■ Selection ■
________

Pear Vanilla Jam

February 17, 2011(updated on September 20, 2021)
pear vanilla jam

Despite the fact that I’ve now made this jam twice in as many weeks, I don’t have any pretty progress shots of it. I made it once with a class and another time for a video shoot, so there just weren’t any moments to snap a few images. However, it tastes so good that I didn’t want to deprive you all of the opportunity to make it just because I wasn’t able to make time for photography.

This is truly a transformative jam for vanilla lovers. Flavor-wise, pears are fairly retiring, so they provide a perfect platform for the vanilla to shine. What’s more, when cooked, the pears take on a translucent, golden-y hue that allows all those vanilla bean flecks to show their stuff.

pear vanilla jam on toast

Last Saturday night, we had a party to celebrate my husband’s 34th birthday. As in traditional in our little family of two, we put together a board of eight cheeses for our guests. I pulled out a couple of jars of jam to serve as accompaniment, but it was this one that got all the love.

Paired with a runny triple creme, people were speechless with the goodness of it. Because I’m a girl who loves to share, I gave all the other jars away as late night party favors and now I’m totally out (I finished off the jar you see above yesterday). I may have to make another batch, so you may see those pictures yet.

________

■ Given information ■
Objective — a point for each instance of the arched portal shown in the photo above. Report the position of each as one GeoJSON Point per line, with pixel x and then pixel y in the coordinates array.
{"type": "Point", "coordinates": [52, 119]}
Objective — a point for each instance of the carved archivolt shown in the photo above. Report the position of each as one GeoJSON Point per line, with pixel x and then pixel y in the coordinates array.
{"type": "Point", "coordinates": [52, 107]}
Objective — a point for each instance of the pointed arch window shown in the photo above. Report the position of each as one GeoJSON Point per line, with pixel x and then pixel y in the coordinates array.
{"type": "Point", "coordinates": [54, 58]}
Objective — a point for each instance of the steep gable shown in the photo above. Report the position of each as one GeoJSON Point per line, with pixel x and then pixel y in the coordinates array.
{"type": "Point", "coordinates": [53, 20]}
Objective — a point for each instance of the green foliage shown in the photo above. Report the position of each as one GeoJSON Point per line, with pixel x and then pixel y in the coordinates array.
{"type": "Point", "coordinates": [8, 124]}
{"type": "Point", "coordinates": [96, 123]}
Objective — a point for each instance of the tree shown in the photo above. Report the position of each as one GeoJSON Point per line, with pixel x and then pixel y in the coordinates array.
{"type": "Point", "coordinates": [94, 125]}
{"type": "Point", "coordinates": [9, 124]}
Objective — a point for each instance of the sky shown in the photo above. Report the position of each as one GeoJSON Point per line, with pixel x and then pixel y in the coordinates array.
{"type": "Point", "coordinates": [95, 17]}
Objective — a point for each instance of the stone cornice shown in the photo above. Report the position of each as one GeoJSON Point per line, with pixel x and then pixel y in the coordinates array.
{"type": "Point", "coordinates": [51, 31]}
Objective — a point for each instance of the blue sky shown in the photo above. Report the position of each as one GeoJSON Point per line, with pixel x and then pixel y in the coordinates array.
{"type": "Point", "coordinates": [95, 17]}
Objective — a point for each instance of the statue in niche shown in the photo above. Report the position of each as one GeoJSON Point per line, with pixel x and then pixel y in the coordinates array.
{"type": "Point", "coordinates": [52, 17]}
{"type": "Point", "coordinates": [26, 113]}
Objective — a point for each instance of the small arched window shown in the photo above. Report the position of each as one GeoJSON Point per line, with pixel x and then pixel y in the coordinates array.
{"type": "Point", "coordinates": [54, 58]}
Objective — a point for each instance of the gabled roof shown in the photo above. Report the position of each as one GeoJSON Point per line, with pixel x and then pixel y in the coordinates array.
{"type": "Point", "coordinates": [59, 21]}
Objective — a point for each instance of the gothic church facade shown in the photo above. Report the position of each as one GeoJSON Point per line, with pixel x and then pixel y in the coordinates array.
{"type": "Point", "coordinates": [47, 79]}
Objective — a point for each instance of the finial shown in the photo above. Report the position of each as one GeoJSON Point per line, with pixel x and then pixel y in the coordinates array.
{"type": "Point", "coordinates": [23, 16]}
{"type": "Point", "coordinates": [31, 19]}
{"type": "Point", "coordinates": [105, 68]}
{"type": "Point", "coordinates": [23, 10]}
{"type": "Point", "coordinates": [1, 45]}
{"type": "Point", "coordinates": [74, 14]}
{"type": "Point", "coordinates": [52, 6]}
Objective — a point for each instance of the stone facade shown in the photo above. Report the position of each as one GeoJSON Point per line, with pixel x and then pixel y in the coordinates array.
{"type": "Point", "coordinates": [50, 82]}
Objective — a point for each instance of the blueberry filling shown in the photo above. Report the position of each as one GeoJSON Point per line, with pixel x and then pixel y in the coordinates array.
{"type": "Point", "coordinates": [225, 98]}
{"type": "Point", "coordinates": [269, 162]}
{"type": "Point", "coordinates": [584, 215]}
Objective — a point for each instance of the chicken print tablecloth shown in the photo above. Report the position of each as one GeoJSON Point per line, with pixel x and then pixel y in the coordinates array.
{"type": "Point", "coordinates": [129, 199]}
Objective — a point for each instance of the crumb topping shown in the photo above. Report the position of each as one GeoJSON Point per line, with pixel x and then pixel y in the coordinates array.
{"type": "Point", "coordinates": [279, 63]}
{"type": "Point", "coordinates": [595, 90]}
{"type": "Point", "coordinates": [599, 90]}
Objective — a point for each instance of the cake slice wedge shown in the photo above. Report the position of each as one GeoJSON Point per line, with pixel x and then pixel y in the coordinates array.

________

■ Set task A ■
According to the pear vanilla jam post, which birthday was being celebrated at last Saturday night's party?
■ Set task B ■
Rewrite the part of the pear vanilla jam post between "pear vanilla jam on" and "all the love.", inclusive, replacing "eight" with "ten".
■ Set task C ■
Write the next part of the pear vanilla jam post, picking up after its final sentence.

■ Reply A ■
The husband's 34th birthday.

■ Reply B ■
pear vanilla jam on toast

Last Saturday night, we had a party to celebrate my husband’s 34th birthday. As in traditional in our little family of two, we put together a board of ten cheeses for our guests. I pulled out a couple of jars of jam to serve as accompaniment, but it was this one that got all the love.

■ Reply C ■
Note: Often I’ll tell you that you can substitute vanilla extract for the more pricey beans. However, I do not recommend it in this recipe. If you can’t splurge on vanilla beans (they are really expensive these days), consider getting a small bottle of vanilla bean paste instead. I use 1 teaspoon for every bean a recipe calls for.

5 from 4 votes

Pear Vanilla Jam

This delicate, vanilla forward jam is delicious with soft cheeses
Prep Time30 minutes
Cook Time45 minutes
Servings: 6 half pints


  • 8 cups chopped Bartlett pears or any smooth, thin-skinned pear. There’s no need to peel.
  • 2 vanilla beans split and scraped
  • 4 cups sugar
  • 1 packet liquid pectin


  • Prepare a boiling water bath canner and 6 half pint jars. Wash 6 lids in warm, soapy water and set aside.
  • In a large, heavy-bottomed pot, combine chopped pears, sugar and vanilla beans (and all that bean-y goodness you scraped out). Cook over medium heat until the fruit can easily be smashed with the back of a wooden spoon. Use a potato masher or immersion blender to break the fruit down into a mostly-smooth sauce (remove the vanilla bean solids before blending).
  • Add the pectin and bring to a rolling boil. Let boil for a full five minutes in order to active the pectin, so that the finished product will have a nice jammy consistency.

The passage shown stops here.